• **TASK REQUIREMENTS**
A) Which cities are named in the Garibaldi passage?
B) Can you print the Garibaldi passage, starting with "In fairness, it" and going on through "readily overlooked nowadays."?

• **DOCUMENT PASSAGE**
++++
As a humanist and liberal, Garibaldi can be said to have been at the vanguard of his times in certain important respects, but as a historical figure his legacy has been embellished beyond reason in Italian officialdom's attempt to defend the kind of national unification which in Germany was achieved without bloodshed during the same period. Hence the description of southern Italy having been "liberated" by Garibaldi, while nobody thinks of Bavaria or Prussia being "liberated" by the mere fact of central European unification. One of the first mainstream writers to challenge this enshrined nationalist view was Giuseppe Tomasi di Lampedusa, whose historical novel describing Sicily during this period, The Leopard, is Sicily's bestselling work of fiction.

Admittedly, there is much complexity and nuance in the sober view of Tomasi di Lampedusa and other intellectuals. The fact that the annexation of Sicily to the unified Kingdom of Italy (through a rigged election in which 99% of eligible voters supposedly confirmed the unification) ushered into existence a police state which was - if anything - more repressive than the one that existed in Sicily before 1860, eventually morphing smoothly into Fascism, is not overlooked by astute historians today.

In fairness, it must be said that Garibaldi himself was not solely responsible for these unpleasant developments and could not have foreseen them, but his invasion of Sicily did facilitate the antics of the Savoys' mediocre statesmen, such as the infamously duplicitous Francesco Crispi, in a new nation (the Kingdom of Italy) far more important than the "Kingdom of Sardinia" then ruled from Turin in Piedmont. With Naples, perhaps Europe's fourth wealthiest city (after London, Paris and Vienna) as its capital, the Kingdom of the Two Sicilies was the economic jewel in the Italian crown, and in 1860 even its "second city," Palermo, was larger and more prosperous than Turin or Milan - facts too readily overlooked nowadays.
++++
• **GIVEN RECORDS**
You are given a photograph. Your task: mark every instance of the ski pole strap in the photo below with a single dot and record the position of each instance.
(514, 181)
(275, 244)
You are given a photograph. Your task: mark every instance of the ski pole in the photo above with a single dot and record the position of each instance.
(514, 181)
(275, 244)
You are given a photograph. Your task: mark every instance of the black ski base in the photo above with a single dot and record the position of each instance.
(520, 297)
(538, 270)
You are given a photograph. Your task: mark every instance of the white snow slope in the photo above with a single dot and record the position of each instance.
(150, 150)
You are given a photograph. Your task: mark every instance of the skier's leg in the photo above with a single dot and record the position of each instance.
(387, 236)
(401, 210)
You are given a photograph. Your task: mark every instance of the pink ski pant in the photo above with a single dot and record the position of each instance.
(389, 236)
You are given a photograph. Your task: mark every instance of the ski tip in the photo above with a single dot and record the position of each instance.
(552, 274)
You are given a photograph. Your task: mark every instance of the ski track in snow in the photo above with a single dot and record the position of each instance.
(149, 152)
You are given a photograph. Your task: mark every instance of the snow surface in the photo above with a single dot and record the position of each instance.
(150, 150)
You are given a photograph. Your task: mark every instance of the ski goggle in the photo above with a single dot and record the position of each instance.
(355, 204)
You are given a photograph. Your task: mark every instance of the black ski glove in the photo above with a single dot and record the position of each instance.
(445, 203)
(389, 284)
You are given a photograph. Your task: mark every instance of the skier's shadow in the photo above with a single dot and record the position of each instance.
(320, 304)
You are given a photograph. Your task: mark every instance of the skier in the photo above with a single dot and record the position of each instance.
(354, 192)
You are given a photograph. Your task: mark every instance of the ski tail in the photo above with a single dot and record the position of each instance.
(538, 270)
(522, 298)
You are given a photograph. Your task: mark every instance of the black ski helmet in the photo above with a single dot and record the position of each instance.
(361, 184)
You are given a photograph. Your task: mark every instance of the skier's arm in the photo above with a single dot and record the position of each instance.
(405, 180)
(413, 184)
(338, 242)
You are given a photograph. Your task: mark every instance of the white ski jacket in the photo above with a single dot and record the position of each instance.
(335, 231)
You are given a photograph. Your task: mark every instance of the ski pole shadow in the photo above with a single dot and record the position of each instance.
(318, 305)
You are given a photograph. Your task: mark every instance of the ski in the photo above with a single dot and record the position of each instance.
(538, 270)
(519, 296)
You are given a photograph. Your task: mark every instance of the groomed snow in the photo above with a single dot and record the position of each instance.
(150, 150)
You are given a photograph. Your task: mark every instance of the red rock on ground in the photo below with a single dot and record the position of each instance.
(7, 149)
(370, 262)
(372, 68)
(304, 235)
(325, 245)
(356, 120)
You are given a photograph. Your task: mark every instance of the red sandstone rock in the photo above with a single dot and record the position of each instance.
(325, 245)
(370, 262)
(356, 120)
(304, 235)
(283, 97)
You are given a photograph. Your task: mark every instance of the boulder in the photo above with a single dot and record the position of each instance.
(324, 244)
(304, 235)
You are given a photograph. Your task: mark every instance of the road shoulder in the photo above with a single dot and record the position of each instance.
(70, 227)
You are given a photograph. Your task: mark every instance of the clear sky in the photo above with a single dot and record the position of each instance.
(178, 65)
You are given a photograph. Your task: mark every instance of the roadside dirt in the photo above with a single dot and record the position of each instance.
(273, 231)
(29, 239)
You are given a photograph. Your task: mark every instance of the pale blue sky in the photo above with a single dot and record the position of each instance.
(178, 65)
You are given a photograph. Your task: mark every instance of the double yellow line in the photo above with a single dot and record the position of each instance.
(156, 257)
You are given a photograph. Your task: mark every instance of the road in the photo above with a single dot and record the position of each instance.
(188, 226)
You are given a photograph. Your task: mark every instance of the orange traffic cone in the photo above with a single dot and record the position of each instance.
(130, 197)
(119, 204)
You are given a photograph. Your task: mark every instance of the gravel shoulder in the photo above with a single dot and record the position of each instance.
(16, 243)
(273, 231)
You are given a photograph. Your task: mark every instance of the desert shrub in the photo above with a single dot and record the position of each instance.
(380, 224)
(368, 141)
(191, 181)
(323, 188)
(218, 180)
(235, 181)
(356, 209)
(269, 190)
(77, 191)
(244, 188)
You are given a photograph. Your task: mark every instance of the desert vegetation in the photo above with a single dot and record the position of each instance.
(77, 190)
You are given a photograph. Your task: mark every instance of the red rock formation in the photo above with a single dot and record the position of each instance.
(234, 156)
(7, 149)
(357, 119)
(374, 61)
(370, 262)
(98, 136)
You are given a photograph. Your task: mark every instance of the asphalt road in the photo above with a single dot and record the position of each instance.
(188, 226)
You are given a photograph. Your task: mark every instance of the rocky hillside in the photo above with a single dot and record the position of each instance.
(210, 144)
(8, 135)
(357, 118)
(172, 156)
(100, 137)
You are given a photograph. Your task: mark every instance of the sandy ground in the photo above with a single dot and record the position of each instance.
++++
• **WRITTEN ANSWERS**
A) Turin, Naples, London, Paris, Vienna, Palermo, Milan

B)
In fairness, it must be said that Garibaldi himself was not solely responsible for these unpleasant developments and could not have foreseen them, but his invasion of Sicily did facilitate the antics of the Savoys' mediocre statesmen, such as the infamously duplicitous Francesco Crispi, in a new nation (the Kingdom of Italy) far more important than the "Kingdom of Sardinia" then ruled from Turin in Piedmont. With Naples, perhaps Europe's fourth wealthiest city (after London, Paris and Vienna) as its capital, the Kingdom of the Two Sicilies was the economic jewel in the Italian crown, and in 1860 even its "second city," Palermo, was larger and more prosperous than Turin or Milan - facts too readily overlooked nowadays.